-------- ENTRIES SUPPLIED --------
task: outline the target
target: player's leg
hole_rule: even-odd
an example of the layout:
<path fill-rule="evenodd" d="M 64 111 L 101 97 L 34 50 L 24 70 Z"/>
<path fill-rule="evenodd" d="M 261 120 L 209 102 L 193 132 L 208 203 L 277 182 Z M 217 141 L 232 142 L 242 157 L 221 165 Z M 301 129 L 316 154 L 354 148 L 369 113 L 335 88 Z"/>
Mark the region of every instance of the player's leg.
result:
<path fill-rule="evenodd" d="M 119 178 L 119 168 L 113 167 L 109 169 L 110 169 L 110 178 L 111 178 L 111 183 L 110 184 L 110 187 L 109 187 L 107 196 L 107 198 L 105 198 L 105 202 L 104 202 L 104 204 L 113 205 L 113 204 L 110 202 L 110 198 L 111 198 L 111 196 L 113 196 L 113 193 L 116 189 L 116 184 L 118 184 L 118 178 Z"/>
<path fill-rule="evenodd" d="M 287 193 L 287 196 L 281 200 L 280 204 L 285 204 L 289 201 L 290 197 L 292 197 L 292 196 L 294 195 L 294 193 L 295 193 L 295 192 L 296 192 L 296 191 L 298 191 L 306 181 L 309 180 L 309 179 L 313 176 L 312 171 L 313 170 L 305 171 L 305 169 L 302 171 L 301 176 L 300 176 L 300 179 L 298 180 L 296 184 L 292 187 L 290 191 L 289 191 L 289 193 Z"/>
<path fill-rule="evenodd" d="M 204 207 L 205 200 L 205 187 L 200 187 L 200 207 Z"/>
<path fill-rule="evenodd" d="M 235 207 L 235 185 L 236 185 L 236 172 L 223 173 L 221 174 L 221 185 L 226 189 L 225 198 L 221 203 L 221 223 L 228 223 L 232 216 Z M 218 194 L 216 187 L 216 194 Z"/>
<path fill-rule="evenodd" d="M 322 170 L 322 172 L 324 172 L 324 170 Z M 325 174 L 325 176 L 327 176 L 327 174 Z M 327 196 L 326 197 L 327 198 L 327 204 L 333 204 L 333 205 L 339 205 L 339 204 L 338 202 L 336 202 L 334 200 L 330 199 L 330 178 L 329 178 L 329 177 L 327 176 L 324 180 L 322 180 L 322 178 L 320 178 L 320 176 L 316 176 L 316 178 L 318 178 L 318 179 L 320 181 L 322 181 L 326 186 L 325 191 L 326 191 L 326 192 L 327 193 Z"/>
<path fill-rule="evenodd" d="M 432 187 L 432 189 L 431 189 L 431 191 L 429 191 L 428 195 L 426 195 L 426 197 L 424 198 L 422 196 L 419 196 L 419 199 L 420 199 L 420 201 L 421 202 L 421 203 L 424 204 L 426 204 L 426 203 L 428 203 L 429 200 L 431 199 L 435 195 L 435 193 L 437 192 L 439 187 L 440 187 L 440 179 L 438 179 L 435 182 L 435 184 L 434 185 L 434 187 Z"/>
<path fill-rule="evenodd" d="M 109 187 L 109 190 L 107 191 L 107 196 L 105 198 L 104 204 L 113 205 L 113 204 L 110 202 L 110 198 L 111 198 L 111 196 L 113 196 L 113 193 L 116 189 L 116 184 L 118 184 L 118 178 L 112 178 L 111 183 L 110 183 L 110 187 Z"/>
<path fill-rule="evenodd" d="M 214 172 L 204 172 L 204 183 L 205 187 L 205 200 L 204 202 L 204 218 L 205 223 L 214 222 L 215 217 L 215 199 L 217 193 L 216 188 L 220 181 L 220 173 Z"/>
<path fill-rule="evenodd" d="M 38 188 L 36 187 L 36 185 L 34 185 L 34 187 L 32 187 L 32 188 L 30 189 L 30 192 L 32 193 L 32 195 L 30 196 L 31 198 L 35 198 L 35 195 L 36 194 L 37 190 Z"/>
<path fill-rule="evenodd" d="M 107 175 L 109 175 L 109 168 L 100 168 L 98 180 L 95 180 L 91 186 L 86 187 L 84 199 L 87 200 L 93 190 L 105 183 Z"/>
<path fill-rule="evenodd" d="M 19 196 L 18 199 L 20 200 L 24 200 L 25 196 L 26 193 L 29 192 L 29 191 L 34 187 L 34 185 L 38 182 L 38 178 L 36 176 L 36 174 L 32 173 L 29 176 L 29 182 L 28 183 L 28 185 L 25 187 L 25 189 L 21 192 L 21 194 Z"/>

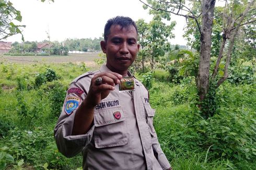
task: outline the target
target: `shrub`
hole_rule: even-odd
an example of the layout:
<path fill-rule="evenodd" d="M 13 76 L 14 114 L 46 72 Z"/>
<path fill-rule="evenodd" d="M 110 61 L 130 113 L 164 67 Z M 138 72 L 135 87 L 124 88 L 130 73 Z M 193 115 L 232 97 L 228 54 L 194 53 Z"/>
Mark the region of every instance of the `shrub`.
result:
<path fill-rule="evenodd" d="M 252 84 L 255 81 L 253 76 L 255 71 L 252 66 L 233 66 L 229 69 L 229 74 L 227 80 L 235 84 Z"/>
<path fill-rule="evenodd" d="M 46 82 L 51 82 L 58 79 L 55 71 L 51 68 L 47 68 L 43 73 L 38 73 L 35 76 L 34 86 L 38 88 Z"/>
<path fill-rule="evenodd" d="M 168 77 L 168 80 L 170 82 L 179 83 L 183 79 L 183 77 L 179 75 L 178 68 L 168 65 L 166 67 L 166 69 L 170 73 L 170 76 Z"/>
<path fill-rule="evenodd" d="M 154 81 L 153 75 L 152 72 L 148 72 L 142 75 L 142 83 L 147 89 L 150 89 L 152 87 L 152 82 Z"/>
<path fill-rule="evenodd" d="M 51 82 L 57 79 L 57 76 L 54 69 L 51 68 L 48 68 L 44 72 L 47 81 Z"/>
<path fill-rule="evenodd" d="M 50 101 L 51 117 L 60 116 L 67 88 L 67 84 L 57 81 L 48 82 L 42 86 L 41 89 Z"/>
<path fill-rule="evenodd" d="M 38 73 L 35 76 L 34 86 L 36 88 L 40 87 L 42 84 L 45 83 L 47 80 L 43 73 Z"/>
<path fill-rule="evenodd" d="M 210 155 L 215 158 L 249 160 L 256 159 L 256 120 L 244 109 L 225 108 L 210 118 L 205 126 L 205 146 L 213 145 Z M 254 126 L 254 128 L 252 128 Z"/>
<path fill-rule="evenodd" d="M 168 80 L 170 74 L 164 70 L 157 69 L 154 71 L 153 76 L 156 80 L 166 82 Z"/>

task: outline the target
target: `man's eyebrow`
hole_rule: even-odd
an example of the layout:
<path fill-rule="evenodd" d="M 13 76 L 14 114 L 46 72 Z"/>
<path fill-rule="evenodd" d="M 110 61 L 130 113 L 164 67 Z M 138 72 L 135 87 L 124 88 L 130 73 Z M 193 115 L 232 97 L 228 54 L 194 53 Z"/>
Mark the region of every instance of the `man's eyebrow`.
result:
<path fill-rule="evenodd" d="M 122 39 L 122 38 L 120 37 L 113 37 L 111 38 L 111 40 L 116 40 L 116 39 Z"/>

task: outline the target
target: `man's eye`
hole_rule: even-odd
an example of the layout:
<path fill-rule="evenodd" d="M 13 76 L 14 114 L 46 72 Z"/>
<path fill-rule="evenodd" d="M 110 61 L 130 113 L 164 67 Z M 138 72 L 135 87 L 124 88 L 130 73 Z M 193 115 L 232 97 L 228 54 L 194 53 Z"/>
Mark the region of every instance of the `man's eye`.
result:
<path fill-rule="evenodd" d="M 120 44 L 120 41 L 113 41 L 113 43 L 114 44 Z"/>
<path fill-rule="evenodd" d="M 133 44 L 135 44 L 135 42 L 133 41 L 129 41 L 128 43 L 130 45 L 133 45 Z"/>

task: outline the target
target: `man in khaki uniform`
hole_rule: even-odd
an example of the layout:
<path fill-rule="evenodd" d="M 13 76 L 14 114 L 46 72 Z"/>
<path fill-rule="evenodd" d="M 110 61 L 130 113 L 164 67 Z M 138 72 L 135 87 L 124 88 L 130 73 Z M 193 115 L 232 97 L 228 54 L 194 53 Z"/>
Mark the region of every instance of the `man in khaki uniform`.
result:
<path fill-rule="evenodd" d="M 153 125 L 155 110 L 144 86 L 120 92 L 123 77 L 139 48 L 137 30 L 130 18 L 109 20 L 100 42 L 107 64 L 77 77 L 67 93 L 54 129 L 60 151 L 80 152 L 84 169 L 171 169 Z"/>

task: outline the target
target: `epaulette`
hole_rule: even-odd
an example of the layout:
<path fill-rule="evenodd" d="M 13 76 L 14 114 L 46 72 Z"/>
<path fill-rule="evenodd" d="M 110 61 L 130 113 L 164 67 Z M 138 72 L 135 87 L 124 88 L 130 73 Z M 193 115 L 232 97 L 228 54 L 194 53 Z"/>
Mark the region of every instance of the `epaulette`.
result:
<path fill-rule="evenodd" d="M 89 75 L 92 75 L 92 74 L 94 74 L 95 72 L 96 72 L 97 71 L 89 71 L 88 72 L 86 72 L 86 73 L 83 74 L 83 75 L 81 75 L 79 76 L 78 76 L 77 78 L 76 78 L 73 81 L 72 81 L 72 82 L 71 82 L 71 83 L 74 83 L 74 82 L 76 82 L 76 83 L 77 82 L 77 81 L 78 81 L 78 80 L 80 79 L 80 78 L 82 78 L 83 77 L 88 76 Z"/>

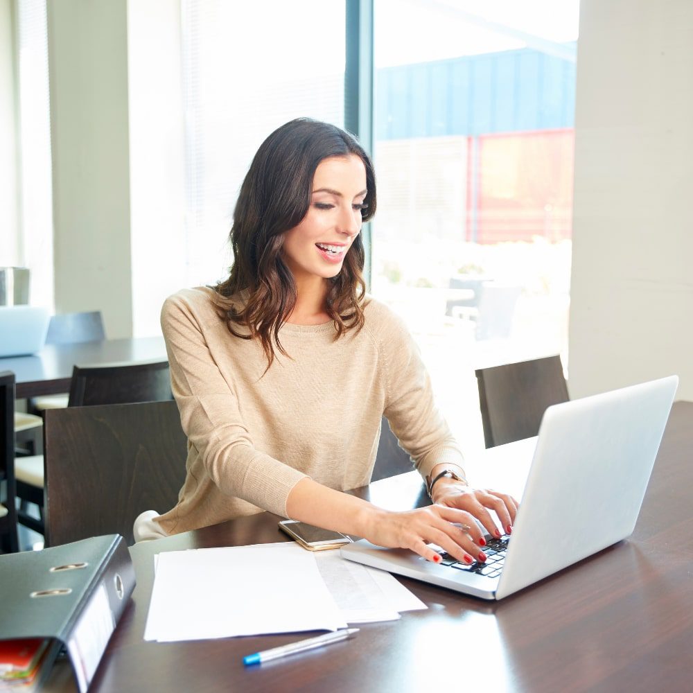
--------
*TASK DESCRIPTION*
Reproduce the data verbatim, starting at its first line and ending with the line that contains "235 207 L 235", with both of those lines included.

*EXERCISE SOLUTION*
task: outline the target
target: player's leg
hole_rule: even-odd
an example of the layout:
<path fill-rule="evenodd" d="M 64 111 L 101 97 L 34 50 L 24 70 Z"/>
<path fill-rule="evenodd" d="M 261 120 L 209 102 L 193 132 L 208 203 L 277 182 Z M 217 141 L 232 142 L 242 157 L 221 165 Z M 301 129 L 316 154 L 354 148 L 369 113 L 335 88 Z"/>
Mark the region of every instance of the player's leg.
result:
<path fill-rule="evenodd" d="M 119 178 L 119 168 L 113 167 L 109 169 L 110 169 L 110 178 L 111 178 L 111 183 L 110 184 L 110 187 L 109 187 L 107 196 L 107 198 L 105 198 L 105 202 L 104 202 L 104 204 L 113 205 L 113 204 L 110 202 L 110 198 L 111 198 L 111 196 L 113 196 L 113 193 L 116 189 L 116 184 L 118 184 L 118 178 Z"/>
<path fill-rule="evenodd" d="M 287 193 L 287 196 L 281 200 L 280 204 L 285 204 L 289 201 L 290 197 L 292 197 L 292 196 L 294 195 L 294 193 L 295 193 L 295 192 L 296 192 L 296 191 L 298 191 L 306 181 L 309 180 L 309 179 L 313 176 L 312 171 L 313 170 L 305 171 L 305 169 L 302 171 L 301 176 L 300 176 L 300 179 L 298 180 L 296 184 L 292 187 L 290 191 L 289 191 L 289 193 Z"/>
<path fill-rule="evenodd" d="M 204 207 L 205 200 L 205 187 L 200 187 L 200 207 Z"/>
<path fill-rule="evenodd" d="M 235 207 L 235 185 L 236 185 L 236 172 L 223 173 L 221 174 L 221 185 L 226 189 L 225 198 L 221 203 L 221 223 L 228 223 L 232 216 Z M 218 194 L 216 187 L 216 194 Z"/>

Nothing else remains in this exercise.